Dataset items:
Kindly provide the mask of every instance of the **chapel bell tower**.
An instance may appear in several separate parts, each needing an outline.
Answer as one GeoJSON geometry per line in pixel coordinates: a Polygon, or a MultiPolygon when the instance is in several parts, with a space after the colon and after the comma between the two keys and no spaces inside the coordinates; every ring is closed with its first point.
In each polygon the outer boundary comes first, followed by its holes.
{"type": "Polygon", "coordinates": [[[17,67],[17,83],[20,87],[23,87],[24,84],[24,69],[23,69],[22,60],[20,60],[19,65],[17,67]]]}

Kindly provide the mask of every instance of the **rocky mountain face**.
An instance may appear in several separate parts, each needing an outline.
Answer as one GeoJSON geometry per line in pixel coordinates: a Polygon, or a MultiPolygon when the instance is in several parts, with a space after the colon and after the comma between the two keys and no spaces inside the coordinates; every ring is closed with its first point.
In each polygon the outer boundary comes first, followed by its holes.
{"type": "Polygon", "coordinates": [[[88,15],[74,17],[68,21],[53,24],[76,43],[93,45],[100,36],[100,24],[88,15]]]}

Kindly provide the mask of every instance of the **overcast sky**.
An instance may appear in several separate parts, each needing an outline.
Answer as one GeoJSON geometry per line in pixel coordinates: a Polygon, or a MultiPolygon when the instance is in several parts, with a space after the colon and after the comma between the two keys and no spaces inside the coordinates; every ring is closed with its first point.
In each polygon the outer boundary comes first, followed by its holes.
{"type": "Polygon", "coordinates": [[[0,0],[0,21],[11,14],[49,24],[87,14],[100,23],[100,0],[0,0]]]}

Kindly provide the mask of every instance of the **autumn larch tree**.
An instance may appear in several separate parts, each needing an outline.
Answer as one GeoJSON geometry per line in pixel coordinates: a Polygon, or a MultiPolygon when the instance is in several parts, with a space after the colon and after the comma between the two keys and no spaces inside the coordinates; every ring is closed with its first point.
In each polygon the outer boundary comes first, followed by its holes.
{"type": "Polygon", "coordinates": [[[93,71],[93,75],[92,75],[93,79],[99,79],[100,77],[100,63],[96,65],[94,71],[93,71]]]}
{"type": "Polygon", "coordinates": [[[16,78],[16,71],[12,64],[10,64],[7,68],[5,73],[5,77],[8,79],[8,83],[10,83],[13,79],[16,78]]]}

==

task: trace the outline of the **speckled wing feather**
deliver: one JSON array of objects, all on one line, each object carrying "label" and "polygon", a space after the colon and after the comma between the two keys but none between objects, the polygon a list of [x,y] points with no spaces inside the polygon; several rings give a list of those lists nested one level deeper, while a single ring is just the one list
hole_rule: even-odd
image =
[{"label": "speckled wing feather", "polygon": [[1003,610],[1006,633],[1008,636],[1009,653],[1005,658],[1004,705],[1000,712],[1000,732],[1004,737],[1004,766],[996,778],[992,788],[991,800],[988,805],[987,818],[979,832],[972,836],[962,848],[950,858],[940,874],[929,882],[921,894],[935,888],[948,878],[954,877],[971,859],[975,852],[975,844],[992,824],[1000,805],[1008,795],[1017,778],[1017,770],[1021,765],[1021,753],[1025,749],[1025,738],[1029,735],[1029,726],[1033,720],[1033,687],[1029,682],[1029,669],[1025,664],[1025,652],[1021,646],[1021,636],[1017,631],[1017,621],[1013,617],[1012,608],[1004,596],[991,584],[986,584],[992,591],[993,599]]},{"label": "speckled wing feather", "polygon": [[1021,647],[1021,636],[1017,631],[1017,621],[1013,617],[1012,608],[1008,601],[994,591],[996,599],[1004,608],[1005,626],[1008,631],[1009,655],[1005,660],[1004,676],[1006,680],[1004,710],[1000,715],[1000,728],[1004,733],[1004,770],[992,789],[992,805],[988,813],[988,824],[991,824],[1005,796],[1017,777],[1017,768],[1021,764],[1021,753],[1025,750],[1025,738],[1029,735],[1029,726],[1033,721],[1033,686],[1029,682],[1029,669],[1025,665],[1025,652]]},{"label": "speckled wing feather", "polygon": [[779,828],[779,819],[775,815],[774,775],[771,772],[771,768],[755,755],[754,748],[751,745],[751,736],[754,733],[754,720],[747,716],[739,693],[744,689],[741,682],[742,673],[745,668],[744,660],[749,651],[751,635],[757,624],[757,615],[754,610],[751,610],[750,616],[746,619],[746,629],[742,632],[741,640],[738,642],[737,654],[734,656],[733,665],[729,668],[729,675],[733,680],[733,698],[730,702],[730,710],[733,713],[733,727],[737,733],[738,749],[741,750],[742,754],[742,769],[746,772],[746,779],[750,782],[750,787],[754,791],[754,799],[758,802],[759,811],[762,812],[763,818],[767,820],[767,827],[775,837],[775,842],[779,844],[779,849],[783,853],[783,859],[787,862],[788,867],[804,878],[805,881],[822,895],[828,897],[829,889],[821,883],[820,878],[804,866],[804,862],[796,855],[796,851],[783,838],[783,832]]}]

* [Work task]
Could you find every line in the records above that has the string "Kindly" and copy it?

* [Worked solution]
Kindly provide the mask of every instance of the **chapel bell tower**.
Kindly provide the mask of every instance of the **rocky mountain face**.
Kindly provide the mask of every instance of the **overcast sky**.
Kindly provide the mask of every instance of the **autumn larch tree**.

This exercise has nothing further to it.